提示文:
--

A4ならば、だいたいの内容が1ページに収まるそうです。
ペンはLAMY(ラミー社)のものをつかっていて、インクの色はブルーブラック。
思考を止めずにスラスラかけて、ブラックよりもクリエイティブになれる気がするそうです。
この方はノートは1冊を持ち歩き、案件に関わらず、日付順に書きます。
通常案件以外は、あとから分野ごとにちぎってファイリングします。
(たとえば、「〇〇プロジェクト」「ありたい姿に向けたインプット」「社外の学び」などに分けています)。
ノートの最終ページには、ふせんをつけておき、TO DOや取り急ぎのメモに使います。
ノートの中に後から見返す必要のない情報が増えすぎて、必要な情報が埋没するのをさけるためです。

--

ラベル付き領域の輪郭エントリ
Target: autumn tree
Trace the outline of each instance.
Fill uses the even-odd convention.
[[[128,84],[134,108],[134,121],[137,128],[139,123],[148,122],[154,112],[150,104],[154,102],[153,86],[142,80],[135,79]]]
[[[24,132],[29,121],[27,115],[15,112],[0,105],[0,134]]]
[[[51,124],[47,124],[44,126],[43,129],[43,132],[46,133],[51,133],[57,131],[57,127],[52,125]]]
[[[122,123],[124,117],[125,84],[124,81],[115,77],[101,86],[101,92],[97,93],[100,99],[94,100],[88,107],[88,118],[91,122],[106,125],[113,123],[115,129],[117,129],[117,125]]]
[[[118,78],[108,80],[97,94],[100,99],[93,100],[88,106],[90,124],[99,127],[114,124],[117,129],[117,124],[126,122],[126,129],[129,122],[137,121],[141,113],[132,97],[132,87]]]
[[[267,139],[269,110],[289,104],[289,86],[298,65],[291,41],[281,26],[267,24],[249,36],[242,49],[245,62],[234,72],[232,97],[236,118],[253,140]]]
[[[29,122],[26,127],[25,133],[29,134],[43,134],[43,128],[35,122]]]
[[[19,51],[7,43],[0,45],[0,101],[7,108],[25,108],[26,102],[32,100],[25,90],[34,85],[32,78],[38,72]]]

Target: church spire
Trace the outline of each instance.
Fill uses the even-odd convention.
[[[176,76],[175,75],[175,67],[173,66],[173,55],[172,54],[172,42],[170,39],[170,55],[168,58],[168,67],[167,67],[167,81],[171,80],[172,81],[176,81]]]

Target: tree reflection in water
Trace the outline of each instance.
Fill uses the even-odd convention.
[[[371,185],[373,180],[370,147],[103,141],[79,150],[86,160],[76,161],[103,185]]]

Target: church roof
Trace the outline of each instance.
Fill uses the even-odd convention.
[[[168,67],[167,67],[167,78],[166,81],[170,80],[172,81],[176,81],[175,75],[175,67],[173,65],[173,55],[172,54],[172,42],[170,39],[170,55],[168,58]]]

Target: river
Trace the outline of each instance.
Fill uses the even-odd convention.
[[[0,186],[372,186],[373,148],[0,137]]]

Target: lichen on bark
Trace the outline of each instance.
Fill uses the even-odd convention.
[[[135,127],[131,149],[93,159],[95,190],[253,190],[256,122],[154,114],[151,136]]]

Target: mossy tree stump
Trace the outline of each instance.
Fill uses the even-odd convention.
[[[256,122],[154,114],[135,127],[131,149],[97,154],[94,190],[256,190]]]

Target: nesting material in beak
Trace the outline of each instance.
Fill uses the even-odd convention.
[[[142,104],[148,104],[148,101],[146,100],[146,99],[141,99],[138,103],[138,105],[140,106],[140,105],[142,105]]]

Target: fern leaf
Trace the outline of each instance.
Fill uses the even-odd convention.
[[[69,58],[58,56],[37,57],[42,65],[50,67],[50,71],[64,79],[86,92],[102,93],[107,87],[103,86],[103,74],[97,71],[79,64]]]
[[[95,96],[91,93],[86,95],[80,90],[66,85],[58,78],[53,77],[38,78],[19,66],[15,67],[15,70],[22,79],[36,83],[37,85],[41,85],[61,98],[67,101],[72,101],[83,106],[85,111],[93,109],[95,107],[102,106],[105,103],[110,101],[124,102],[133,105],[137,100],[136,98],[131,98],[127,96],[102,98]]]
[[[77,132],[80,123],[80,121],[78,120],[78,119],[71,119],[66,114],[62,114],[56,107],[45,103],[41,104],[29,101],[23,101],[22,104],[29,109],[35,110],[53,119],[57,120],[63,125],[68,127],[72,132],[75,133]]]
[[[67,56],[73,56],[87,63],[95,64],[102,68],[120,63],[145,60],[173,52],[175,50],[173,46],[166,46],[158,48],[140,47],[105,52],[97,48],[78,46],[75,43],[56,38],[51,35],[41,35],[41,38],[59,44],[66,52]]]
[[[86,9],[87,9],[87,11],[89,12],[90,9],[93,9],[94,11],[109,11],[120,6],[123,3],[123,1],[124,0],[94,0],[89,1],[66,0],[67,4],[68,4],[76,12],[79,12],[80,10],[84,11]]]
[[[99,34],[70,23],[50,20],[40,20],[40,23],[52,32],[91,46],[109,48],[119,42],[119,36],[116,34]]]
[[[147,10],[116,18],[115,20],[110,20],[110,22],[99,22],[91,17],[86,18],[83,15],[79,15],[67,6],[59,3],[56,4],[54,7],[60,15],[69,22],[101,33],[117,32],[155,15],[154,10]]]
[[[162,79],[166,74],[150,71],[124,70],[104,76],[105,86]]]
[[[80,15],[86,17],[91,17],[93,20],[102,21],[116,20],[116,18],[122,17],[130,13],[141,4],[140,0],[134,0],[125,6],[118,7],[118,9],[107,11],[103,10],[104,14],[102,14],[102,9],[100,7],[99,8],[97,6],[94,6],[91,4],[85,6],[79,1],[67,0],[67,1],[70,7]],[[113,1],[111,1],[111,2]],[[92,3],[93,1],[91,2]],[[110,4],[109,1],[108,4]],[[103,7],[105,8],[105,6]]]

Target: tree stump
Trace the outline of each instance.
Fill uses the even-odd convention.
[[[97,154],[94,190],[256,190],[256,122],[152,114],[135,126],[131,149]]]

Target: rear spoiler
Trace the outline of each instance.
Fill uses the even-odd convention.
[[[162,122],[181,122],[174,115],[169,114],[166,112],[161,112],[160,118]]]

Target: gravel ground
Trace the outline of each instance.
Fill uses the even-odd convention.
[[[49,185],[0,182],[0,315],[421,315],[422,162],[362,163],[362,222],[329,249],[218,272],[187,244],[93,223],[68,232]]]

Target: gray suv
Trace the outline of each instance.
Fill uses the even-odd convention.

--

問題の要件: 提示文の一部を、「ふせん」を「付箋」に置き換えて書き直してください。「この方はノートは1冊を持ち歩き、案件に関わらず、日付順に書きます。」という語句から書き始め、「や取り急ぎのメモに使います。」の直後で止めてください。

正解:
この方はノートは1冊を持ち歩き、案件に関わらず、日付順に書きます。
通常案件以外は、あとから分野ごとにちぎってファイリングします。
(たとえば、「〇〇プロジェクト」「ありたい姿に向けたインプット」「社外の学び」などに分けています)。
ノートの最終ページには、付箋をつけておき、TO DOや取り急ぎのメモに使います。